Aim:
Transcribe the records that follow, preserving every word.

Given entries:

..............................

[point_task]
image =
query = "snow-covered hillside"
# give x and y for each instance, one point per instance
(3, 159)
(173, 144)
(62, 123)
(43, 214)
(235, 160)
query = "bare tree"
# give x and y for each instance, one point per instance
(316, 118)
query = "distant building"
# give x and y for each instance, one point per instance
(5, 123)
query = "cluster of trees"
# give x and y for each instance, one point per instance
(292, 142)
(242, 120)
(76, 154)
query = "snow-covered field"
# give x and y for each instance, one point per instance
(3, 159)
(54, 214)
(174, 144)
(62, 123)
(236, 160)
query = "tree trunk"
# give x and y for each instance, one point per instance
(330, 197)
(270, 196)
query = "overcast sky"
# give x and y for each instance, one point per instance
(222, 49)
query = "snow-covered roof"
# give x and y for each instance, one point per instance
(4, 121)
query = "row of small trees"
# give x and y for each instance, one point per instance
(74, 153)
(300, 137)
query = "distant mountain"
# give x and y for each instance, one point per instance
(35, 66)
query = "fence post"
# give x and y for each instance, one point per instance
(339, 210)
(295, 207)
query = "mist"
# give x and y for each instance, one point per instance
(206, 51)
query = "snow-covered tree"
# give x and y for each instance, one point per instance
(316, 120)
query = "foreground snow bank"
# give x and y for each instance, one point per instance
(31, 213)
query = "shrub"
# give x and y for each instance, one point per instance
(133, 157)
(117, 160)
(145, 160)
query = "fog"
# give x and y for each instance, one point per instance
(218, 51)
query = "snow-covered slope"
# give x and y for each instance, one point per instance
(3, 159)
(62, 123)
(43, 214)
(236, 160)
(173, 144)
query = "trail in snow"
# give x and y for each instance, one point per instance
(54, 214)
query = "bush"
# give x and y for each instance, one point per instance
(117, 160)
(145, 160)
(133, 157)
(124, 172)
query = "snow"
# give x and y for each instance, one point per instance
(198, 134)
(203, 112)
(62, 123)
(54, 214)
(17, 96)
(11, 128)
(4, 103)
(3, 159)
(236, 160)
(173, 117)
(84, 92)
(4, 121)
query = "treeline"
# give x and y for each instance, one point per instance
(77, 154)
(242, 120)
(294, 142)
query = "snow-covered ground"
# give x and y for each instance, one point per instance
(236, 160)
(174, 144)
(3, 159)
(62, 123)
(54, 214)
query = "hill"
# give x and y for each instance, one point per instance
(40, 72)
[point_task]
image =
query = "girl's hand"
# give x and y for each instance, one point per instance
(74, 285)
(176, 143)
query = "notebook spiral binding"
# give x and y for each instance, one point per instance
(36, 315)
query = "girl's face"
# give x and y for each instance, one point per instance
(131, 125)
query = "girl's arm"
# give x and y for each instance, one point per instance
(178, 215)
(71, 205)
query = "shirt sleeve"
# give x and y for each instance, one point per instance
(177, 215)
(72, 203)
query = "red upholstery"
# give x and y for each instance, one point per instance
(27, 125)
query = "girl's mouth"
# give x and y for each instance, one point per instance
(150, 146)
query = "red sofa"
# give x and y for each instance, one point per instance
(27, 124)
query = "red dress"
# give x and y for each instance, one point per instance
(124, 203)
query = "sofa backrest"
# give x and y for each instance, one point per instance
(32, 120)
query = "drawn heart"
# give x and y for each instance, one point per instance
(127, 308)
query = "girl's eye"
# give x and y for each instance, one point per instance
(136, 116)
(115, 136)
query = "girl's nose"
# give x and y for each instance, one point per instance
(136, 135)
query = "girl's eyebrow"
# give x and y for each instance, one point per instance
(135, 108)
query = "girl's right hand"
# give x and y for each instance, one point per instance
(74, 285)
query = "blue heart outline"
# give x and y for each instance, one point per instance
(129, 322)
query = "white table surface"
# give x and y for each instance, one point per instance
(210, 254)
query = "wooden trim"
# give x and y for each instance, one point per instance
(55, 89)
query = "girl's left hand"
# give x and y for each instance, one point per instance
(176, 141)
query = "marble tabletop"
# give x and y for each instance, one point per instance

..............................

Task solution:
[point_task]
image =
query = "snow-covered hillside"
# give x and y for each instance, one point per instance
(3, 159)
(173, 144)
(62, 123)
(43, 214)
(235, 160)
query = "bare tree"
# give x and y for each instance, one point per instance
(316, 118)
query = "distant building"
# give x and y for each instance, one point per instance
(5, 123)
query = "cluster of trees"
# give x and y for each instance, one point per instance
(292, 142)
(242, 120)
(76, 154)
query = "snow-covered field"
# give x and y for each instance, one point per instance
(3, 159)
(54, 214)
(174, 144)
(62, 123)
(236, 160)
query = "tree trunk"
# give x and y for each instance, one point per instance
(330, 197)
(270, 196)
query = "overcast sky"
# give x and y for each instance, one point per instance
(222, 49)
query = "snow-covered roof"
# give x and y for each instance, one point per instance
(4, 121)
query = "row of small trees"
# give x and y for each instance, one point per instance
(74, 153)
(300, 137)
query = "distant mountain"
# give x and y for each instance, one point per instance
(35, 66)
query = "fence post"
# give x and y for each instance, one point per instance
(339, 210)
(295, 207)
query = "mist"
# give x and y for each instance, one point per instance
(206, 51)
query = "snow-covered tree"
# give x and y for each instance, one point per instance
(316, 120)
query = "foreground snow bank"
# give x and y for each instance, one point per instance
(31, 213)
query = "shrub"
# give x and y for each instance, one point per instance
(133, 157)
(117, 160)
(145, 160)
query = "fog"
# give x and y for each instance, one point per instance
(218, 51)
query = "snow-covered slope"
# give x and y for each instance, one point per instance
(3, 159)
(62, 123)
(43, 214)
(236, 160)
(173, 144)
query = "trail in snow"
# give x and y for each instance, one point per instance
(54, 214)
query = "bush"
# give x and y for each instance, one point per instance
(117, 160)
(145, 160)
(133, 157)
(124, 172)
query = "snow"
# give x and y for each instance, one point per instance
(198, 134)
(203, 112)
(62, 123)
(54, 214)
(17, 96)
(11, 128)
(4, 103)
(3, 159)
(236, 160)
(173, 117)
(84, 92)
(4, 121)
query = "treeline"
# give x and y for each instance, one point per instance
(77, 154)
(242, 120)
(294, 142)
query = "snow-covered ground"
# give x and y for each instance, one point per instance
(236, 160)
(174, 144)
(3, 159)
(62, 123)
(54, 214)
query = "hill"
# give x and y for each instance, one point per instance
(40, 72)
[point_task]
image =
query = "girl's hand"
# give x and y for each instance, one point per instance
(74, 285)
(176, 143)
query = "notebook spiral binding"
# give x and y for each instance, one point per instance
(36, 315)
query = "girl's face"
# give x and y for each instance, one point per instance
(131, 125)
query = "girl's arm"
# give x and y for each instance, one point per instance
(178, 215)
(71, 205)
query = "shirt sleeve"
# give x and y for each instance, one point per instance
(177, 215)
(72, 203)
query = "red upholstery"
# give x and y for each instance, one point per instance
(27, 125)
query = "girl's mouth"
# give x and y for each instance, one point per instance
(150, 146)
query = "red sofa"
# give x and y for each instance, one point per instance
(27, 124)
query = "red dress"
# give x and y for each instance, one point per instance
(124, 203)
query = "sofa backrest"
# give x and y for each instance, one point per instance
(32, 120)
query = "drawn heart"
# give x and y for each instance, one point per instance
(127, 308)
query = "girl's eye"
# give x and y for each instance, one point per instance
(136, 116)
(115, 136)
query = "girl's nose"
# give x and y for each instance, one point per instance
(136, 135)
query = "girl's eyebrow"
# give x and y for each instance, one point per instance
(135, 108)
query = "girl's right hand"
# give x and y for each instance, one point per instance
(74, 285)
query = "blue heart outline"
# give x and y for each instance, one point per instance
(129, 322)
query = "white table surface"
# give x and y for each instance, one point per instance
(210, 254)
query = "wooden trim"
# give x and y for each instance, one point per instance
(55, 89)
query = "girl's left hand"
# give x and y for each instance, one point per instance
(176, 141)
query = "marble tabletop"
# give x and y for each instance, one point per instance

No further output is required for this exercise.